(Point-per-instance localization data)

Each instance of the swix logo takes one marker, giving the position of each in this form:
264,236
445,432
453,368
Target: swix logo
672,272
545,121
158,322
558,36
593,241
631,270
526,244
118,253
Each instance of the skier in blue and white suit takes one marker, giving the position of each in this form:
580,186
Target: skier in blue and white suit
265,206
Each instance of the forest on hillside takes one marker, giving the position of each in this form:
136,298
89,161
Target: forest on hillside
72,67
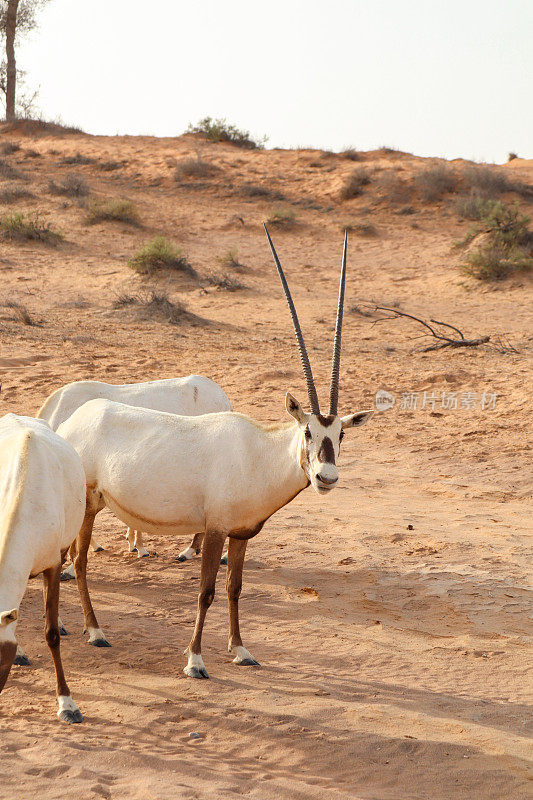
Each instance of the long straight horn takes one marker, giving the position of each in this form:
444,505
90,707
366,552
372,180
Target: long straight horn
334,390
311,391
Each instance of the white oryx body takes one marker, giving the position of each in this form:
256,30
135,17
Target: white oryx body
191,395
223,474
42,505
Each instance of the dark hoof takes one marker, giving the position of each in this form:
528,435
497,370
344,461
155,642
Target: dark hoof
71,716
194,672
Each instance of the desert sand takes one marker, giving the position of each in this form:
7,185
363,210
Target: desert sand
390,618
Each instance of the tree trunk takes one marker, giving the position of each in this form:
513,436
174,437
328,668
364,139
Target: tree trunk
11,82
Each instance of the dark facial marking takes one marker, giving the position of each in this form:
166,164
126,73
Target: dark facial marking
326,454
326,421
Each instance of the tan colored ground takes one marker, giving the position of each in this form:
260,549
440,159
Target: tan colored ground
394,659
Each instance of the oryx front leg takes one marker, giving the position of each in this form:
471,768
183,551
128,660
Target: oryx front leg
236,552
96,635
211,552
68,710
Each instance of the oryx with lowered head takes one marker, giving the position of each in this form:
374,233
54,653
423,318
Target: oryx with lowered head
224,474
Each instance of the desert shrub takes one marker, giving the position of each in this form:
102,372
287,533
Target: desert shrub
393,187
28,227
219,130
77,158
507,245
9,172
110,166
282,217
14,193
487,181
9,147
494,261
112,209
351,154
71,185
360,228
436,181
194,168
354,183
160,254
224,281
20,313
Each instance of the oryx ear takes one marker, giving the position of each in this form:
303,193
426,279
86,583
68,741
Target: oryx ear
294,408
357,419
7,617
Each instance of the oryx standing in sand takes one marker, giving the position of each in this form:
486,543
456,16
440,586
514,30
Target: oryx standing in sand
225,474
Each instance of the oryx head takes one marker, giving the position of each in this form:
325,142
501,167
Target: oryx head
322,434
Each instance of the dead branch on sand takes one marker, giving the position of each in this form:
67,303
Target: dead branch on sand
444,340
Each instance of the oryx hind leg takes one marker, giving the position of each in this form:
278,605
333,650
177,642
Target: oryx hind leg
236,553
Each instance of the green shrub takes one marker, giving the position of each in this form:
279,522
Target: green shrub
219,130
25,227
160,254
354,183
116,210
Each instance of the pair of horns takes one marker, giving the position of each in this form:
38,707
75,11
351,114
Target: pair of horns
335,366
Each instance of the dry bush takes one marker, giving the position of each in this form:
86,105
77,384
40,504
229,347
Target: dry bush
14,193
20,313
28,227
230,260
27,126
110,166
9,147
360,228
71,185
507,246
77,158
258,190
394,188
160,254
194,168
113,209
9,172
354,183
351,154
224,281
487,181
435,181
219,130
282,217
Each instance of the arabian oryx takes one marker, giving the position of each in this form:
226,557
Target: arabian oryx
42,503
225,474
191,396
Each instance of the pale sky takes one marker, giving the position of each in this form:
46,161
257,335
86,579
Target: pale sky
443,78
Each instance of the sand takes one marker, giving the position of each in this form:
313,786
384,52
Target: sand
390,618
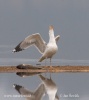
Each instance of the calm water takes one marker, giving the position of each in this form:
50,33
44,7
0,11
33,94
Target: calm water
70,86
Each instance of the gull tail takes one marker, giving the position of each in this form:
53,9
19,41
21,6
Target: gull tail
41,59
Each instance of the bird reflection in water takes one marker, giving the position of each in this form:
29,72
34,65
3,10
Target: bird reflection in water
47,86
37,95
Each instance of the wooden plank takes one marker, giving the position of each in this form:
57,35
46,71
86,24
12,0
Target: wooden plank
54,69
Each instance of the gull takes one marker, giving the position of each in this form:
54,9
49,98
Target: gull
50,88
37,95
47,50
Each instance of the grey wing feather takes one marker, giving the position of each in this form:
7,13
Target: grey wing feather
34,39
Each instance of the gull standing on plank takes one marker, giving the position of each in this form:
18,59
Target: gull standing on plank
37,95
47,50
50,87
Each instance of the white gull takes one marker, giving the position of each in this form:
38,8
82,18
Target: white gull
47,50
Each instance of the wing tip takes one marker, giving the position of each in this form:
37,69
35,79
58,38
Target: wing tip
14,50
51,27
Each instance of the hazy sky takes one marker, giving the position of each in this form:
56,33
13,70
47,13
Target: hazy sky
70,18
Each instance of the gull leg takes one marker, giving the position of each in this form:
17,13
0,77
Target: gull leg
50,67
45,66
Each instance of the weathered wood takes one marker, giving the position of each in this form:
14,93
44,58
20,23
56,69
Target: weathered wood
43,69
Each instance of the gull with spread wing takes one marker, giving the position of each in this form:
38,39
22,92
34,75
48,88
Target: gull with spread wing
47,50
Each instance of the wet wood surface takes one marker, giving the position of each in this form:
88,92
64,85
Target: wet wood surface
43,69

What you will do – Pictures stay out; copy every entry above exactly.

Reply to the exercise –
Each instance of the swix logo takes one marker, giving the position of each in this form:
264,236
445,432
453,368
Target: swix logo
672,272
545,121
158,322
558,36
593,241
631,270
526,244
118,253
Each instance of the skier in blue and white suit takes one marker, giving the position of each in this form:
580,186
Target: skier in blue and white suit
265,206
Each instance of the forest on hillside takes one marker, giving the position of each in this form:
136,298
89,161
Target: forest on hillside
72,67
Each instance of the long straight horn takes one marker, giving the position of each in this form:
444,505
90,707
366,552
372,180
Target: long straight horn
334,390
311,391
Each instance of the white oryx body takes one marker, giving the position of each in this form:
256,30
135,17
Target: white oryx body
191,395
223,474
42,505
Each instance of the dark hoof takes one marker, giving the position of each in this form:
528,435
497,370
344,461
155,642
Target: dark hoof
71,716
194,672
Each instance of the desert sand takes one marker, giving the position of each in this form:
7,185
363,210
Target: desert sand
390,618
Each instance of the tree trunk takes one marker, giving the position of each in this form:
513,436
174,437
328,668
364,139
Target: tree trunk
11,82
Each instance of the dark facial marking takes one marker, giving the position of each in this form:
166,164
126,73
Target: dark facial marking
326,454
326,421
Each instance of the tan colored ground takes one marker, giving the position of each in this form:
260,549
440,159
Target: tan colored ground
394,659
Each instance of the oryx front leg takes one marker, giving the position of each in this form:
471,768
183,551
128,660
Target: oryx front leg
236,552
96,635
211,552
68,710
Each instance of the oryx with lowered head takes one marker, giving the position of each in this form:
374,233
54,653
423,318
Target: oryx with lowered head
224,474
Each instance of the desert shrub takes one marker, giving the position of each in this form:
102,372
287,533
Target: desert shrub
393,187
28,227
219,130
77,158
507,245
9,172
110,166
282,217
14,193
487,181
9,147
494,261
112,209
351,154
71,185
360,228
436,181
194,168
354,183
160,254
224,281
20,313
Each instance of the oryx ear takes one marker, giving the position of each in this form:
303,193
426,279
86,583
68,741
Target: oryx ear
294,408
357,419
7,617
Each instance of the oryx standing in sand takes one marker, giving the position of each in this form:
486,543
456,16
440,586
514,30
Target: oryx standing in sand
225,474
Each instance of the oryx head takes one marker, giving the position of each in this form:
325,142
501,167
Target: oryx head
322,434
Each instance of the dead branch on sand takes one marker, giving the position of each in this form:
67,303
Target: dead branch on sand
444,340
Each instance of the oryx hind leg takes one marker, giving the position of each in this form:
278,605
333,650
177,642
Target: oryx hind leg
236,553
Each instance of the green shrub takes one marker, giving the position of each in this form:
279,522
Target: green shrub
219,130
25,227
160,254
354,183
116,210
Each instance of the pair of horns takes one marker, giving the position of each in this form:
38,707
75,11
351,114
Target: pair of horns
335,366
Each instance of the dry bush takes one marker, giving the position of each in this form:
86,105
77,384
40,504
229,347
Target: dry bush
14,193
20,313
28,227
230,260
27,126
110,166
9,147
360,228
71,185
507,246
77,158
258,190
394,188
160,254
194,168
113,209
9,172
354,183
351,154
224,281
487,181
435,181
219,130
282,217
Each instance of the arabian oryx takes one marker, giving the position of each in this form:
226,557
Target: arabian oryx
42,503
225,474
191,396
Each instance of the pale sky takes one marker, giving the position of each in this form:
46,161
257,335
86,579
Target: pale sky
443,78
Each instance of the sand takes one marker, giving the position of each in this form:
313,786
384,52
Target: sand
390,618
Each instance of the calm water takes one marker, giving the position of each in this form:
50,33
44,7
0,11
33,94
Target: calm water
70,86
Each instance of the gull tail takes one marker, giving the position of each in this form:
53,9
19,41
21,6
Target: gull tail
41,59
Each instance of the bird reflection in water takes one marker, giving the position of each in this form:
29,72
34,65
3,10
Target: bird reflection in water
47,86
37,95
Each instance of the wooden plank takes one marker, giving the position of each in this form:
57,35
46,71
86,24
12,0
Target: wooden plank
54,69
Each instance of the gull takes one marker, giving the position of each in this form:
54,9
49,98
Target: gull
50,88
37,95
47,50
Each instance of the grey wing feather takes one marker, giving the position of each in this form:
7,13
Target: grey wing feather
34,39
Each instance of the gull standing on plank takes one marker, giving the position of each in this form:
18,59
Target: gull standing on plank
37,95
47,50
50,87
Each instance of the white gull takes one marker, giving the position of each in this form:
38,8
82,18
Target: white gull
47,50
Each instance of the wing tip takes one marker, giving the position of each in this form:
37,69
35,79
58,38
Target: wing tip
14,50
51,27
Each instance of the hazy sky takes one marker, giving the position of each in this form:
56,33
13,70
47,13
Target: hazy sky
70,18
Each instance of the gull leg takes one marker, giving the position of each in this form:
17,13
0,77
Target: gull leg
50,67
45,66
Each instance of the weathered wood takes one marker, giving the position of each in this form:
14,93
44,58
20,23
56,69
Target: weathered wood
43,69
Each instance of the gull with spread wing takes one marker, giving the position of each in this form:
38,39
22,92
34,75
48,88
Target: gull with spread wing
47,50
Each instance of the wet wood surface takes one marker, giving the position of each in this form:
88,92
64,85
Target: wet wood surface
43,69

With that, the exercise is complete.